Walter Brueggemann’s review of Douglas John Hall’s latest book, Waiting for Gospel: An Appeal to the Dispirited Remnants of Protestant “Establishment” (Cascade), in the current issue of The Christian Century, sums up well the depressing state of the mainstream American church: Brueggemann describes the first part of Douglas’ book as a critique of “the systemic reductionism of both evangelicalism and liberal pietism, two traditions that have reduced the gospel to ethical urgency or been so preoccupied with public issues of justice that they have not paid attention to the mystery of God in the life of persons” (Brueggemann’s words).
I can think of no better way of giving voice to the exile that so many of us face.
We long for a Meaning that inhabits the main of our personal experience, a Meaning that cannot be encapsulated by easy answers or urgent calls to evangelize that in the end ultimately rest on our own piety or savior complexes- and here is where I am suspicious of grand, evangelical metanarratives that would reduce the Gospel to one great commissioning of disciples and little more.

◆ Input data ◆
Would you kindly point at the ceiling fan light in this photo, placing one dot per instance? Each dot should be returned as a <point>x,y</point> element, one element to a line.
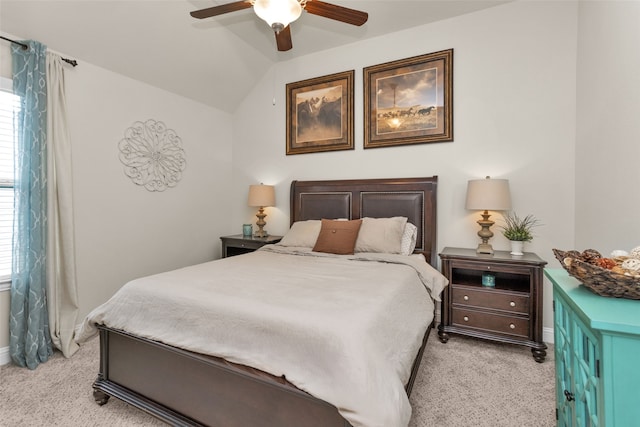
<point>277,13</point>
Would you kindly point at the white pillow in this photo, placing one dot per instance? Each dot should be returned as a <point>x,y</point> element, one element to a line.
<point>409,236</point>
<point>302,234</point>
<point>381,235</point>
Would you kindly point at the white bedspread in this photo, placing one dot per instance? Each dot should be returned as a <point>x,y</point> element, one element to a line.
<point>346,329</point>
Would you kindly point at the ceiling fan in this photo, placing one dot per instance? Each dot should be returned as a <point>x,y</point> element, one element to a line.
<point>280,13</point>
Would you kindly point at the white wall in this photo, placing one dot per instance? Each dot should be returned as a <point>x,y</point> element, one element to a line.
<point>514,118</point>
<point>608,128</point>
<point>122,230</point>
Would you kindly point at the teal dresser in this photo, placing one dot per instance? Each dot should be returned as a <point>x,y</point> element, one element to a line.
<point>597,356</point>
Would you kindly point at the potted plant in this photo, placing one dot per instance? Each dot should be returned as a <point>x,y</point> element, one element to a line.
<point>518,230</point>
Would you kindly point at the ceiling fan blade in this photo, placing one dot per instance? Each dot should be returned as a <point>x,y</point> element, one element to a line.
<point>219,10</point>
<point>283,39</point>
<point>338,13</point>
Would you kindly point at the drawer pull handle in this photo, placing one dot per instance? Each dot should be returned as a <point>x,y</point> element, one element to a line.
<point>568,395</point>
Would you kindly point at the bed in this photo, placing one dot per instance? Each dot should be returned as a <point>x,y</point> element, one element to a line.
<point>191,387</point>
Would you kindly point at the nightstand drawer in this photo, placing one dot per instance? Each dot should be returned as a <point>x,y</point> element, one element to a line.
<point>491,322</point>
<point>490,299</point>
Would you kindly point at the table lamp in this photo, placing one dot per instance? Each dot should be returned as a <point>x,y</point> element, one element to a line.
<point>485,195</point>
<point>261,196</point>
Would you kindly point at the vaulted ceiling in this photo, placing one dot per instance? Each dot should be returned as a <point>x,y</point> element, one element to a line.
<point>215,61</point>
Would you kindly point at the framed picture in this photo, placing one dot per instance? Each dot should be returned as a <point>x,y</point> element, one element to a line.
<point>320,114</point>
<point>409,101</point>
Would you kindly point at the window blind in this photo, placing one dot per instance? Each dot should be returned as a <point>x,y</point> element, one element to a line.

◆ To do ◆
1. Print the part of the post about Brueggemann's review that runs from "We long for" up to and including "and little more.".
2. Please carry on the post about Brueggemann's review from where it stops.

◆ Answers in order ◆
1.
We long for a Meaning that inhabits the main of our personal experience, a Meaning that cannot be encapsulated by easy answers or urgent calls to evangelize that in the end ultimately rest on our own piety or savior complexes- and here is where I am suspicious of grand, evangelical metanarratives that would reduce the Gospel to one great commissioning of disciples and little more.

2.
If the death and resurrection of Jesus Christ is real and true, then it is real and true for the whole world and for every dimension of human experience.
If God really does wear a cross, then Reality itself does, too.
This Reality holds true on any given evening when my daughter- who for no easily identifiable reason was born into this world with a diagnosis that most closely resembles “cerebral palsy”- drifts off to sleep next to me just as my fears awaken, materializing into inchoate prayers for my daughter and her future.
This Reality holds true on the day when I’m on the phone with reps from the hospital and the insurance company: they’re explaining with the most circular, self-defeating logic why I’m responsible for a $1,000 bill for a one-hour appointment that they required just to diagnose my daughter’s speech disorder, and why treatment of my daughter’s more “chronic,” medical condition may not qualify for ongoing coverage- until, one hour later, I’ve become a mess of tears, my words laced with angry, “unChristian” language.
This Reality holds true when the symbols, rituals or the words of a preacher on any given Sunday fall short in describing the last six days of my life in the world.
This Reality holds true when I’m a poor disciple or none at all.
And maybe this is where Dietrich Bonhoeffer’s “religionless Christianity” remains timelessly relevant.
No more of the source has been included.